Era previsible que Alemania acabara tomando alguna iniciativa de este tipo, porque su economía funciona ahora en régimen de pleno empleo, pero también porque es Alemania el país de Europa donde primero se empieza a notar el efecto de la baja natalidad de las últimas décadas sobre la población en edad de trabajar (grupo de edad 15-64 años), que condiciona la oferta de trabajo. La necesidad de acoger un mayor número de inmigrantes se reconoce con una política de Estado, de la que solo se quedarán previsiblemente fuera los partidos ultraderechistas, que han basado su éxito electoral en buena parte en el rechazo sin paliativos de la inmigración. El gran problema es que los demás partidos políticos, y especialmente los de centroderecha, que ahora gobiernan en Alemania y otros países de la Unión Europea, han tendido a apropiarse del discurso extremista por miedo al anticipado coste electoral de mantener una posición que, según se aprecia hoy en Alemania, era racional desde el punto de vista económico y social. Esta falta de firmeza ha sido, sin lugar a duda, una gran torpeza política, ya que los datos demográficos y de empleo mostraban desde hace años la necesidad de contar con la inmigración para mantener la actividad económica. La renuncia a ejercer una pedagogía necesaria hacia la población para facilitar la acogida de los inmigrantes conduce hoy a anticipar reticencias en algunos países, aunque la situación exija acuerdos como el de Alemania.

La cifra avanzada para un único país, aunque se trate del gigante europeo, contrasta con lo módico del número de ilegales que abordan las costas mediterráneas. Es difícil entender que, cuando se acepta como deseable por necesaria la llegada de casi un millón y medio de personas, se toleren situaciones de crisis humanitarias, se acepten centenares de muertos cada año y se movilicen cuantiosos recursos para controlar unas llegadas que nunca han superado las sesenta mil personas en un año. Claro que los que llegan en pateras a nuestras costas no poseen las cualificaciones que los alemanes desean. Y aquí nos encontramos con una importante contradicción que puede tener consecuencias muy negativas a medio y largo plazo. Los países que se resuelven a admitir inmigrantes desean imponer como una de las condiciones principales que los que llegan sean personas cualificadas, bien adaptadas a las necesidades del mercado de trabajo. No es imposible que lo consigan, teniendo en cuenta de que, en general, los países de origen no ofrecen futuros brillantes a las personas bien formadas. Sin embargo, los efectos de esta selección son a la larga negativos, tanto para el país de acogida como para el país de origen. Privar a los países más pobres de su capital humano de manera sistemática es una forma extrema de expoliación, más odiosa y perniciosa, si cabe, que la de sus recursos naturales. Las migraciones son una respuesta racional a la situación demográfica del mundo, con países que ostentan todavía altas tasas de crecimiento de la población frente a otros, los más ricos, donde esta disminuye. Son una forma de reducir las grandes diferencias existentes, fuente de problemas por exceso o por defecto. Pero este reequilibrio deja de serlo si el coste es asumido solo por los países pobres, que aportan personas y años de formación, y los beneficios van a parar exclusivamente a los países ricos.

■ Tarea planteada 1:
Extrae del listado que aparece a continuación cada línea que contenga la cadena "hand". Ten en cuenta que se distinguen mayúsculas y minúsculas.

[Registros]
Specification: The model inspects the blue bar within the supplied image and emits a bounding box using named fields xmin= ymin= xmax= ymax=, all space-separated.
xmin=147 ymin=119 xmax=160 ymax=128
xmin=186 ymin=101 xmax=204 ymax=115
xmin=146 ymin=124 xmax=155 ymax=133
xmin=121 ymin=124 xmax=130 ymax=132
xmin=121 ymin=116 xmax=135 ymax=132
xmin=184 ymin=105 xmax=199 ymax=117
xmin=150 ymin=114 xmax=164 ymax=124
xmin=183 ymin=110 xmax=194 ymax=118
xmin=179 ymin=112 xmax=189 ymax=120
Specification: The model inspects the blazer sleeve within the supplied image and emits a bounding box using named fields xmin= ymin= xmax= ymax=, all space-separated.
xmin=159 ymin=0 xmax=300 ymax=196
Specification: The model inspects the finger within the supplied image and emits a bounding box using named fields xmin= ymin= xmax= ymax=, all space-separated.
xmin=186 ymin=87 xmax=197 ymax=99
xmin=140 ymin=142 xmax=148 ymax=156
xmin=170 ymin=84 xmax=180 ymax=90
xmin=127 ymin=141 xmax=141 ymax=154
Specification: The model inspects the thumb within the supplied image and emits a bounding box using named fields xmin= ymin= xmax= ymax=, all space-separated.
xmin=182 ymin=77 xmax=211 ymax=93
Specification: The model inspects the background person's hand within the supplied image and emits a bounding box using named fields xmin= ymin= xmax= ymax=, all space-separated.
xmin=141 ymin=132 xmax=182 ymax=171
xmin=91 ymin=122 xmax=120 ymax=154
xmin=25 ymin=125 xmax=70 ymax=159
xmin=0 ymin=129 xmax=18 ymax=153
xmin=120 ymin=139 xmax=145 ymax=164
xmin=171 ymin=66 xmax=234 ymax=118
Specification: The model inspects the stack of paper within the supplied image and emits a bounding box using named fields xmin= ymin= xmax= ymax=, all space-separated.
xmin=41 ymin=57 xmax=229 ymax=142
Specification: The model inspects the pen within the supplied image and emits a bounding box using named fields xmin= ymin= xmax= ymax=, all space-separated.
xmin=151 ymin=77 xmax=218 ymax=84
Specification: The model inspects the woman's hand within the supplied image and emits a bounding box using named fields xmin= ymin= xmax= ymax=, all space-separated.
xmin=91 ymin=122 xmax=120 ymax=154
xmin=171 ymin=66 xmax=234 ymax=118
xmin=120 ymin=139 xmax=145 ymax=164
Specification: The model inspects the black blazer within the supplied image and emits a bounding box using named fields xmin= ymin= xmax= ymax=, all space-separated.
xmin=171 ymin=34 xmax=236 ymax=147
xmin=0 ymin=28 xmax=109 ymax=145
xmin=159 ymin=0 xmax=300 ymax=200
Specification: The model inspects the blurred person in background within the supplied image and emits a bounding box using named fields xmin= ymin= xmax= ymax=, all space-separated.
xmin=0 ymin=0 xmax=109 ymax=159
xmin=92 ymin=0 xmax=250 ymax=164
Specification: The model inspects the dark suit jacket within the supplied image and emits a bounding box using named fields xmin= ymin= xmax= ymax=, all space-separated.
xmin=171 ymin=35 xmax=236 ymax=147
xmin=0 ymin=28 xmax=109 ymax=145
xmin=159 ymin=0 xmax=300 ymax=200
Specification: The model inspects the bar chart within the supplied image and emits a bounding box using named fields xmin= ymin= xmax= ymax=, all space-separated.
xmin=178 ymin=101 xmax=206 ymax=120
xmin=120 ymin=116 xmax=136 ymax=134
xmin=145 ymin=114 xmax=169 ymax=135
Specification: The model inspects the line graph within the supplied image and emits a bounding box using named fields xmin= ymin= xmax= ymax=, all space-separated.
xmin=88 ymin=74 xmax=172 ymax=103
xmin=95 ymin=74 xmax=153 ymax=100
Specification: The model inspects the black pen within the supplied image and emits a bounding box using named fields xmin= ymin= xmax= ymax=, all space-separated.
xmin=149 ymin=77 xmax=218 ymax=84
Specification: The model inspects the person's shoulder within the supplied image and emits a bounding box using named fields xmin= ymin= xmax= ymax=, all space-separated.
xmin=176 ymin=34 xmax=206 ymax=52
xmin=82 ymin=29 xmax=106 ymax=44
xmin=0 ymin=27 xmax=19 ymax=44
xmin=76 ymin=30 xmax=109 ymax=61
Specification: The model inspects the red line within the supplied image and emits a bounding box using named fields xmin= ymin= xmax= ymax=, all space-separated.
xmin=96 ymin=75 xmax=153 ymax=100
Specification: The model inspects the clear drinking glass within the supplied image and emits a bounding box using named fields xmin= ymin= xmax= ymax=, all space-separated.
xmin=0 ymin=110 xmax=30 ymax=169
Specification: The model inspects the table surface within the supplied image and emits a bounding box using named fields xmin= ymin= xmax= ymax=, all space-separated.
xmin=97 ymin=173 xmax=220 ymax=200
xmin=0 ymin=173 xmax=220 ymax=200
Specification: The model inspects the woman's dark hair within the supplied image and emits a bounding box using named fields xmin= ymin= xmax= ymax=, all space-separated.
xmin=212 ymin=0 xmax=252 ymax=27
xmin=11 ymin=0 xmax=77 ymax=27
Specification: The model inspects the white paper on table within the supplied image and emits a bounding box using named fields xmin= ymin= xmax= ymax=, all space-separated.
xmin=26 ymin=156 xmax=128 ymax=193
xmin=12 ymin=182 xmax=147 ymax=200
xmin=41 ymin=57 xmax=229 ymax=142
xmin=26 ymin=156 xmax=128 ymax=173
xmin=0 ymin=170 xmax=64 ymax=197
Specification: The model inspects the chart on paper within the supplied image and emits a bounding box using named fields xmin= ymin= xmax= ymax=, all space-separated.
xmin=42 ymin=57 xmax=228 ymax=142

■ Tarea planteada 2:
Según el texto sobre la inmigración en Alemania, ¿qué grupo de edad se toma como población en edad de trabajar?

■ Respuesta final 1:
Specification: The model inspects the background person's hand within the supplied image and emits a bounding box using named fields xmin= ymin= xmax= ymax=, all space-separated.
Specification: The model inspects the woman's hand within the supplied image and emits a bounding box using named fields xmin= ymin= xmax= ymax=, all space-separated.

■ Respuesta final 2:
El grupo de 15 a 64 años.